Text passage:
....

## Hyperparameter Tuning {#sec-app-tune}


In [None]:
projectdir = splitpath(pwd()) |>
    ss -> joinpath(ss[1:findall([s == "CounterfactualTraining.jl" for s in ss])[1]]...) 
cd(projectdir)

using CTExperiments
using CTExperiments.CSV
using CTExperiments.DataFrames
using CTExperiments.StatsBase

using DotEnv
DotEnv.load!()

In [None]:
res_dir = ENV["FINAL_GRID_RESULTS"]

Based on the findings from our initial large grid searches (@sec-app-grid), we tune selected hyperparameters for all datasets: namely, the decision threshold $\tau$ and the strength of the energy regularization $\lambda_{\text{reg}}$. The final hyperparameter choices for each dataset are presented in **ADD TABLE**. Detailed results for each data set are shown in **ADD FIGURES**. From **ADD TABLE**, we notice that the same decision threshold of $\tau=0.5$ is optimal for all but on dataset. We attribute this to the fact that a low decision threshold results in a higher share of mature counterfactuals and hence more opportunities for the model to learn from examples. This has played a role in particular for our real-world tabular datasets and MNIST, which suffered from low levels of maturity for higher decision thresholds. In cases where maturity is not an issue, as for *Moons*, higher decision thresholds lead to better outcomes, which may have to do with the fact that the resulting counterfactuals are more faithful to the model. Concerning the regularization strength, we find somewhat high variation across datasets. Most notably, we find that relatively low levels of regularization are optimal for MNIST. We hypothesize that this finding may be attributed to the uniform scaling of all input features (digits). Finally, to increase the proportion of mature counterfactuals for some datasets, we have also investigated the effect on the learning rate $\eta$ for the counterfactual search, but found little effect on the results.

....

(Photo object pointing records)
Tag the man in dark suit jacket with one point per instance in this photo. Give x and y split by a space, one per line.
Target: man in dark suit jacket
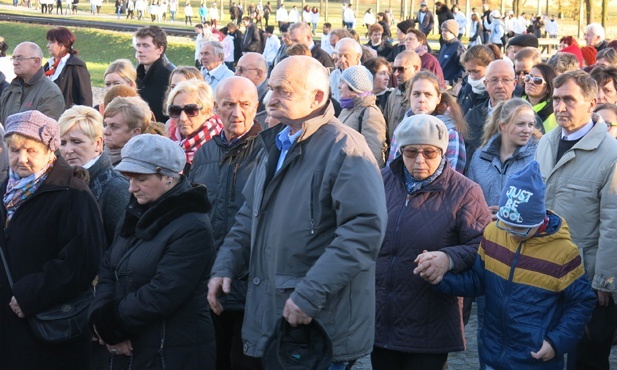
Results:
301 33
251 41
425 18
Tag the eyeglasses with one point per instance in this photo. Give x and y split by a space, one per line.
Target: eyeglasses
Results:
21 59
191 110
426 153
513 230
399 69
242 69
534 80
495 81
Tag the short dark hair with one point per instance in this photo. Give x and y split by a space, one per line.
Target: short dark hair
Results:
159 37
582 79
63 36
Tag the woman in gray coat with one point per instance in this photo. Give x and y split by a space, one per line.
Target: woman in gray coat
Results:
508 144
360 111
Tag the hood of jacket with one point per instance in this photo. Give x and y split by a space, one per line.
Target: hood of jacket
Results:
148 220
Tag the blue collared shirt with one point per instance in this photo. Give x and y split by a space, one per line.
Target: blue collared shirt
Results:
284 141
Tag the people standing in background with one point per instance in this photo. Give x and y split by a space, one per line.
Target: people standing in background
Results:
461 19
214 14
188 14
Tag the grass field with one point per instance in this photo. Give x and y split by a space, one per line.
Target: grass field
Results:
96 47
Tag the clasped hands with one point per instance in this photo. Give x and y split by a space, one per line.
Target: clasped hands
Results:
432 266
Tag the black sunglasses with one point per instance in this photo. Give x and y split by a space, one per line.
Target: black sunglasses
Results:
534 80
191 110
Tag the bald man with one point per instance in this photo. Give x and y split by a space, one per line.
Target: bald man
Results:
406 64
215 165
500 84
312 259
255 67
30 89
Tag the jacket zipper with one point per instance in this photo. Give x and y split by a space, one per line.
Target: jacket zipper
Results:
507 294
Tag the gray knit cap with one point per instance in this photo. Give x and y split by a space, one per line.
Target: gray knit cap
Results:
35 125
358 78
149 154
422 129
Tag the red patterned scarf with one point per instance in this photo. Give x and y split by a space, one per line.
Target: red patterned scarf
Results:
212 127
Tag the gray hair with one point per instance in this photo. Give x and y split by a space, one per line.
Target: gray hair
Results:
356 46
216 46
597 30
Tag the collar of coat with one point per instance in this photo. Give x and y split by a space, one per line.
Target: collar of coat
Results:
146 222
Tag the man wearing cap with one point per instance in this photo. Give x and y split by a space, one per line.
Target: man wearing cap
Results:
300 33
30 90
223 165
547 268
349 54
518 42
272 46
314 259
405 66
425 20
578 165
253 66
450 53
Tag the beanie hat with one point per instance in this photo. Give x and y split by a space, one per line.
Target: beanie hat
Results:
422 129
451 26
358 78
589 54
404 25
524 40
301 347
522 199
35 125
149 154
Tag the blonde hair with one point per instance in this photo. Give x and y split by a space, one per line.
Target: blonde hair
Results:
200 90
123 68
89 121
135 110
504 112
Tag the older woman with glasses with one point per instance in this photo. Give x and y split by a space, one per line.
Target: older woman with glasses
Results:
190 105
538 91
431 207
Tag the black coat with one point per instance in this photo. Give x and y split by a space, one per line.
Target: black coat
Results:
74 82
224 171
153 283
151 85
53 245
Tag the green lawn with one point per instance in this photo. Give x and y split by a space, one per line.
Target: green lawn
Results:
97 48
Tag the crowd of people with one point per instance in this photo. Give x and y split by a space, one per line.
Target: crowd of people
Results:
331 201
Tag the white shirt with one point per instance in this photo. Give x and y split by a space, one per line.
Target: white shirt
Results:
272 46
281 15
294 16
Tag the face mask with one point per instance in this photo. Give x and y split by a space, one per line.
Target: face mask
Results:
477 86
346 103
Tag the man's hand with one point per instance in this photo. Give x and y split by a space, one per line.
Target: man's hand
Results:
15 307
545 353
603 298
215 286
125 348
432 266
294 315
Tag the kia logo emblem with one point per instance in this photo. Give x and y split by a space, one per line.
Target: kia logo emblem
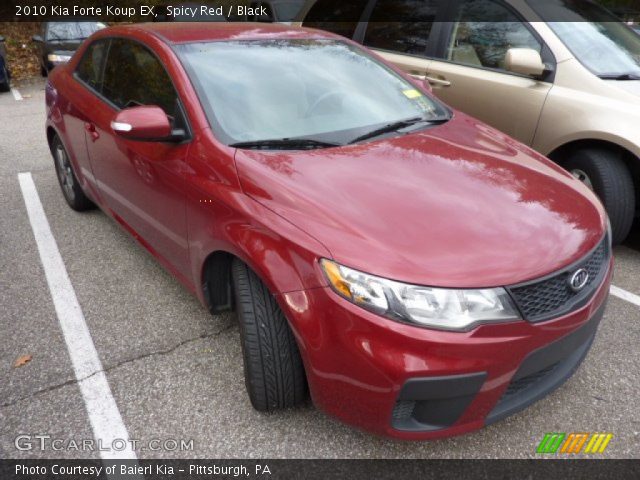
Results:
579 280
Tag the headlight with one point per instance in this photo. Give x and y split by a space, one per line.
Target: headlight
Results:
425 306
55 58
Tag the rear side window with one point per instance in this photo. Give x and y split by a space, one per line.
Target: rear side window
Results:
402 37
134 76
488 31
90 66
335 16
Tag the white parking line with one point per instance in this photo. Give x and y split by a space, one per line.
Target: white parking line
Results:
623 294
101 407
16 94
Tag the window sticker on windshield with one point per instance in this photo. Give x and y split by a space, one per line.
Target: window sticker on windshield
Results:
412 93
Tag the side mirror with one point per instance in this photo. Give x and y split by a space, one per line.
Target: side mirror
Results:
524 61
145 123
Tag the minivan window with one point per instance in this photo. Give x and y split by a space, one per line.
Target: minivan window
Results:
91 63
335 16
258 90
488 31
596 37
134 76
403 37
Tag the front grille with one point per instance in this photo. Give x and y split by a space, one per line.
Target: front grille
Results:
553 296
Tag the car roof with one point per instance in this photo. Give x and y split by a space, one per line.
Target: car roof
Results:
190 32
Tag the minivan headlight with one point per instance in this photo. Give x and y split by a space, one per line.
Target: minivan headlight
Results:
440 308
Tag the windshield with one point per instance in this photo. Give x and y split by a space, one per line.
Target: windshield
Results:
281 89
72 30
597 38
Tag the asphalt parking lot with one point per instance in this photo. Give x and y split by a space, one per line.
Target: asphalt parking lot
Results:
175 371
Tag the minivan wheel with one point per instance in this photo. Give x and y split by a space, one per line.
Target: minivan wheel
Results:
606 174
6 85
273 370
67 179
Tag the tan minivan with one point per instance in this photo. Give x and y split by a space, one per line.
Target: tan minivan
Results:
569 88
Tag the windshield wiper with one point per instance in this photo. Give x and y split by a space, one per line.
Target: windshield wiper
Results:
62 39
285 144
394 126
619 76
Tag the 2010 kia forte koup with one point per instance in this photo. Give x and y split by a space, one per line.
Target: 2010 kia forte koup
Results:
420 273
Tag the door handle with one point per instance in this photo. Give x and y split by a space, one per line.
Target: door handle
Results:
91 130
438 82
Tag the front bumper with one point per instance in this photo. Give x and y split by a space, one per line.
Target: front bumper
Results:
414 383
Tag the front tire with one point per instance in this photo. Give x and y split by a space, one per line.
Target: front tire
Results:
71 189
607 175
273 370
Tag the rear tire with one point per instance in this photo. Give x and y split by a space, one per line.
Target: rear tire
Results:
609 177
71 189
273 370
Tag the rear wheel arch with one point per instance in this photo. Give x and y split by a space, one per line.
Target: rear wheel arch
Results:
51 133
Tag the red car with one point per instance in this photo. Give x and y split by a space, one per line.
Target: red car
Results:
420 273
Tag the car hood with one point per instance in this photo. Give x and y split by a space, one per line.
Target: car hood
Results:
459 205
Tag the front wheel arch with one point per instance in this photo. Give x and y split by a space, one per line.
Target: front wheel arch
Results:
625 159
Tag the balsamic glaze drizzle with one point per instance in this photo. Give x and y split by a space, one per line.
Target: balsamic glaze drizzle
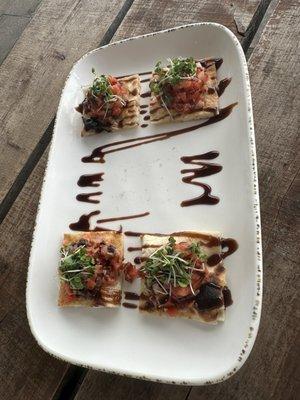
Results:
90 180
205 169
98 154
85 197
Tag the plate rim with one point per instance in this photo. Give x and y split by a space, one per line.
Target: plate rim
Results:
257 300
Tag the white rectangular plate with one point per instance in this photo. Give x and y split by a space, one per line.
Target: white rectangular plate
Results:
148 178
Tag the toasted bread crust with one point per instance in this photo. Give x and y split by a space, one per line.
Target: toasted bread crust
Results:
217 275
159 114
110 294
130 114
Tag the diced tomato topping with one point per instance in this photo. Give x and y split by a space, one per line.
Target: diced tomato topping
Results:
69 294
130 272
182 246
178 291
187 95
90 284
112 80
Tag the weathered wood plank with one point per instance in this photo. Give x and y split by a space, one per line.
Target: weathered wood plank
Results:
26 371
14 17
11 27
13 274
18 7
32 75
111 387
154 15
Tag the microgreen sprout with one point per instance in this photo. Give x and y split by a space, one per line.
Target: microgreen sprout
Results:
168 267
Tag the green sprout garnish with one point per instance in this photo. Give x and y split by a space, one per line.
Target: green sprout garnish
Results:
167 267
76 266
177 70
101 86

....

Challenges:
1 - For each statement, say whether it agrees with the hyperparameter tuning text, answering yes or no and quoting the words of the text that decide it. (a) Relatively high levels of regularization were found optimal for MNIST. (b) Changing the learning rate for the counterfactual search had a strong effect on the results. (c) The regularization strength was found to vary somewhat across datasets.
2 - Please write the next part of the hyperparameter tuning text, starting after its final sentence.
This material stands apart from the hyperparameter tuning text.

Outputs by task:
1 -
(a) No: "we find that relatively low levels of regularization are optimal for MNIST"
(b) No: "but found little effect on the results"
(c) Yes: "Concerning the regularization strength, we find somewhat high variation across datasets."

2 -
::: {.callout-warning}

## Package Version (Reproducibility)

Tuning was run using `v1.1.3` of `TaijaData`. The follow-up version `v1.1.4` introduced an option to split real-world tabular datasets into train and test set, ensuring that pre-processing steps like standardization is fit on the training set only. If you are rerunning the tuning experiments with a version of `TaijaData` that is higher than `v1.1.3`, than for the default parameters specified in the configuration files, you may end up with slightly different results, although we would not expect any changes in terms of qualitative findings. For exact reproducibility, please use `v1.1.3`.

:::

### Key Parameters {#sec-app-tune}


In [None]:
grid_dir = joinpath(res_dir, "tune/mlp")
data_dirs = readdir(grid_dir) |> x -> joinpath.(grid_dir, x) |> x -> x[isdir.(x)]
eval_grids = (p -> EvaluationGrid(joinpath(p,"grid_config.toml"))).(data_dirs)
data_names = basename.(data_dirs)
ce_suffix = "evaluation/results/ce/lambda_energy_reg---decision_threshold_exper---lambda_energy_eval---lambda_energy_reg---decision_threshold_exper/"
logs_suffix = "evaluation/results/logs/objective---decision_threshold---lambda_energy_reg/"

The hyperparameter grid for tuning key parameters is shown in @nte-tune-train. The corresponding evaluation grid used for these experiments is shown in @nte-tune-eval.

::: {#nte-tune-train .callout-note}

## Training Phase


In [None]:
#| output: asis
dict = CTExperiments.from_toml(joinpath(grid_dir, "lin_sep/grid_config.toml")) 
println(CTExperiments.dict_to_quarto_markdown(dict))

:::

::: {#nte-tune-eval .callout-note}

## Evaluation Phase


In [None]:
#| output: asis
dict = CTExperiments.from_toml(joinpath(grid_dir, "lin_sep/evaluation/evaluation_grid_config.toml"))
println(CTExperiments.dict_to_quarto_markdown(dict))

:::

#### Plausibility


In [None]:
#| output: asis

fig_label_prefix = "tune-plaus"
fig_labels = (nm -> "fig-$(fig_label_prefix)-$nm").(data_names)
_str = "The results with respect to the plausibility measure are shown in @$(fig_labels[1]) to @$(fig_labels[end])."
println(_str)

In [None]:
#| output: asis
 
imgfname = "plausibility_distance_from_target.png"
fig_caption = "Average outcomes for the plausibility measure across key hyperparameters."
full_paths = joinpath.(data_dirs, joinpath(ce_suffix,imgfname))
include_img_commands = CTExperiments.get_img_command(data_names, full_paths, fig_labels; fig_caption) 
_str = join(include_img_commands, "\n\n")
println(_str)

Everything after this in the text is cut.